**GIVEN DATA:**

◆ ◆ ◆ ◆ ◆ ◆ ◆

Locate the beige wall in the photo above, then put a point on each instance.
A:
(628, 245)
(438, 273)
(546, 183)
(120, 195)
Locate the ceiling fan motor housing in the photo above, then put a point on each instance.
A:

◆ ◆ ◆ ◆ ◆ ◆ ◆

**ASSIGNED TASK:** Across the data above, how many lines include the word "then"? Give only the number.

**OUTPUT:** 2